• [Provided records]
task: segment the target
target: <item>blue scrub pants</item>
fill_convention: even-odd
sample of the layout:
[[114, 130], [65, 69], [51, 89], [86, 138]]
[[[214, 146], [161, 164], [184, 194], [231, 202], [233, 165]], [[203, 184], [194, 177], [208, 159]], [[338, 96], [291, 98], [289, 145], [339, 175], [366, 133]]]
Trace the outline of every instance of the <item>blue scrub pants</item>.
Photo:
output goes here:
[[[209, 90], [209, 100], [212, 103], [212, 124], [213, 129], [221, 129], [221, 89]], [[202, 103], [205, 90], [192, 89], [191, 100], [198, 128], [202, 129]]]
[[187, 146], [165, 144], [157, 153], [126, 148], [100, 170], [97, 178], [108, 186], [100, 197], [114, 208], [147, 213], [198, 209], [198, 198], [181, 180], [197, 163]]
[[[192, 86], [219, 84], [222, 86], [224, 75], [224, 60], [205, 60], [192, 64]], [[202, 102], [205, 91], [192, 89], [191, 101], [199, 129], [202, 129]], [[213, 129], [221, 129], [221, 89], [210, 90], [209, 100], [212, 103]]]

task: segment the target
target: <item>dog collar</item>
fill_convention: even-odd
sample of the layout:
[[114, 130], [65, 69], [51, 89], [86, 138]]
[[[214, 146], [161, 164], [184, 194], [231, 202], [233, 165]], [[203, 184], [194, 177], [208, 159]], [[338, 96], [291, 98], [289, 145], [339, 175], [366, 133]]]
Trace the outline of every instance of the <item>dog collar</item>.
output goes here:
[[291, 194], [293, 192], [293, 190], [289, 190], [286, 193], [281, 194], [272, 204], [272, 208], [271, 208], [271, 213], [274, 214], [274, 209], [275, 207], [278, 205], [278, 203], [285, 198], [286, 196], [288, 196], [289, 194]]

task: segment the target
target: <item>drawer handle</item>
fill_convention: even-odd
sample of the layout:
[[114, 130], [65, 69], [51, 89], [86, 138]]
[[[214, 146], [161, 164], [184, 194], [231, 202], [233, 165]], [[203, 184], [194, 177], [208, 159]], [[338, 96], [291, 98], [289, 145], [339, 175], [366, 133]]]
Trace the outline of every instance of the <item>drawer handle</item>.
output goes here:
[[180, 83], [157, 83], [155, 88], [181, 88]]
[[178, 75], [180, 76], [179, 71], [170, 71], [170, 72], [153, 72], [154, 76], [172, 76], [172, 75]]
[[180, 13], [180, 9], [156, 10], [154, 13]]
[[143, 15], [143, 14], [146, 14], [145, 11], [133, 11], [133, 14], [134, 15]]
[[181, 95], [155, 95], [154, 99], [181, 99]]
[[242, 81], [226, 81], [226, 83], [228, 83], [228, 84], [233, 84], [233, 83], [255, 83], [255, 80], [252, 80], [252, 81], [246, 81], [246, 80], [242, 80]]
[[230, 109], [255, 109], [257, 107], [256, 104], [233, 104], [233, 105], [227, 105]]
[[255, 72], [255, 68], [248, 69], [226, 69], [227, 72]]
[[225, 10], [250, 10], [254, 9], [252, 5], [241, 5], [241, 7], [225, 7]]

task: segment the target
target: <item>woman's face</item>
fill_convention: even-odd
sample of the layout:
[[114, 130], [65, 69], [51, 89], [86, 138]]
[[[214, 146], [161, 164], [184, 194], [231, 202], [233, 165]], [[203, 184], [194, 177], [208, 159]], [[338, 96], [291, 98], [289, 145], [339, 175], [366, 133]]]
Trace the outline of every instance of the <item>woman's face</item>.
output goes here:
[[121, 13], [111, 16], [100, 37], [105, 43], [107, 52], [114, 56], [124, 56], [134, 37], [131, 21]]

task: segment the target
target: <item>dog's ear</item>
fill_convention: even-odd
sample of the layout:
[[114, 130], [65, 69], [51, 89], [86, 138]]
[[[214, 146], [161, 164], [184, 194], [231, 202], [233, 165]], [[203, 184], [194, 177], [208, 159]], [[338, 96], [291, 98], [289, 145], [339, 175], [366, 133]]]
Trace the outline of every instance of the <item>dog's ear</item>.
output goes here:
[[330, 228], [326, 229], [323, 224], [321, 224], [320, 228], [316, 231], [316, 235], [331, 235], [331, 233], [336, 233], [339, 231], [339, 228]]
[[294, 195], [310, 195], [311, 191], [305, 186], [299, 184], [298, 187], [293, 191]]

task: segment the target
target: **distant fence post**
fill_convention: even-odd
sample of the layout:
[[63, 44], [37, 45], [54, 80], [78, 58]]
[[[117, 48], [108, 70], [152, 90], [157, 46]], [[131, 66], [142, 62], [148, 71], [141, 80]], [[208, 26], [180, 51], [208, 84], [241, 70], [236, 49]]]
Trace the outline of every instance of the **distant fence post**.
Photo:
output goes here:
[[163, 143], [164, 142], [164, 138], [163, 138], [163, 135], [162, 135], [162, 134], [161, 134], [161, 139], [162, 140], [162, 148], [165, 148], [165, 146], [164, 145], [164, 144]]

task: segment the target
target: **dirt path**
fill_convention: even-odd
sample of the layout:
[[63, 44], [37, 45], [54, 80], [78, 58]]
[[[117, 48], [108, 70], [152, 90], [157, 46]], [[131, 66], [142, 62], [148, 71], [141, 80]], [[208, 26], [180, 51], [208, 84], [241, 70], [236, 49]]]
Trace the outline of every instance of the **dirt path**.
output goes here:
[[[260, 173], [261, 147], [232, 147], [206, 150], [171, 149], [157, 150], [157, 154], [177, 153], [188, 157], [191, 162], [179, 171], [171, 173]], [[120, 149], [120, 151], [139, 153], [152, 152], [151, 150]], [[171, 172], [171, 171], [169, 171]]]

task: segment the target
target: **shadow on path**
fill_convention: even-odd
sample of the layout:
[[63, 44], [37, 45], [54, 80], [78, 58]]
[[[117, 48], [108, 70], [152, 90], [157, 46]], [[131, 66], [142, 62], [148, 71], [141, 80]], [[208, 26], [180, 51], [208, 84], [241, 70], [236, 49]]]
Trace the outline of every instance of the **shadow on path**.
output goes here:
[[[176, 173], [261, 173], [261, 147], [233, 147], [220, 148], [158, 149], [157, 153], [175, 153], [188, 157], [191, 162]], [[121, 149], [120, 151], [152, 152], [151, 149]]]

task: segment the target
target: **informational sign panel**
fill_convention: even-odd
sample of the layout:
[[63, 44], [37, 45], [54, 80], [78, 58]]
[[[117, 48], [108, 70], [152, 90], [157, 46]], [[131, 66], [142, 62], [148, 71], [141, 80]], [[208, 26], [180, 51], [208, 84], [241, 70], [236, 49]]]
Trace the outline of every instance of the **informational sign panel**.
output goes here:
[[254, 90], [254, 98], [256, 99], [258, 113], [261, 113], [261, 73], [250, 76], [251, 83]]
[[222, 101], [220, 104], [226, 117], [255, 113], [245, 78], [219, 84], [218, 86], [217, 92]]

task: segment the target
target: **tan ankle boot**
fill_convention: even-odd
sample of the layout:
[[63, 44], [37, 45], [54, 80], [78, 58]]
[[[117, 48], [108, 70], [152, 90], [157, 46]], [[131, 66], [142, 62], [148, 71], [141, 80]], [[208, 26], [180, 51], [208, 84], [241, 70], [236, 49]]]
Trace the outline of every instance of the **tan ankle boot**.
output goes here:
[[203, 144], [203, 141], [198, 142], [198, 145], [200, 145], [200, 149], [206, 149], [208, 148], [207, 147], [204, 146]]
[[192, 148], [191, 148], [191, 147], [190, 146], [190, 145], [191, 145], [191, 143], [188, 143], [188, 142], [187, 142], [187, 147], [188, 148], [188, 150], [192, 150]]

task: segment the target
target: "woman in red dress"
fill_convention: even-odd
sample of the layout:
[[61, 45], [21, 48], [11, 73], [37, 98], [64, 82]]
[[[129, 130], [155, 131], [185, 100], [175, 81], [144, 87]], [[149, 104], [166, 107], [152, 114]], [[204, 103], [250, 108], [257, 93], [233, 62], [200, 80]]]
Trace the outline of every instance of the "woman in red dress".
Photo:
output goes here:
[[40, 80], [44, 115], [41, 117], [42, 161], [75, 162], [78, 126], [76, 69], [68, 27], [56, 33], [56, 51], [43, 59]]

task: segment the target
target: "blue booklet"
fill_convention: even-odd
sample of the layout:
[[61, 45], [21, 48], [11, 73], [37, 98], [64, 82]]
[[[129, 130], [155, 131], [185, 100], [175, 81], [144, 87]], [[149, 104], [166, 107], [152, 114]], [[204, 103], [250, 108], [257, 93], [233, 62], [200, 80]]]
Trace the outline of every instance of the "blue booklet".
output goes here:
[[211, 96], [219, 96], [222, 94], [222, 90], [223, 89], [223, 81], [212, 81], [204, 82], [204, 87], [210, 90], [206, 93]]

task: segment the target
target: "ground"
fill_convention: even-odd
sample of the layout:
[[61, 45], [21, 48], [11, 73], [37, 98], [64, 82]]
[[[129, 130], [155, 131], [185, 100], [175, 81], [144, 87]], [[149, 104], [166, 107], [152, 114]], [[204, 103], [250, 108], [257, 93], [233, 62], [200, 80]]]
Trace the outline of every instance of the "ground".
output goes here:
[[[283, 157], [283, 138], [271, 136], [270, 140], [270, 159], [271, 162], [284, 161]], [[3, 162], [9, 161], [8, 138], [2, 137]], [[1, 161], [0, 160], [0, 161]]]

• [Stated exercise] Count the lines in the material above that contain the string "collar", with case counting. Reply with the number alone.

• [Right answer] 2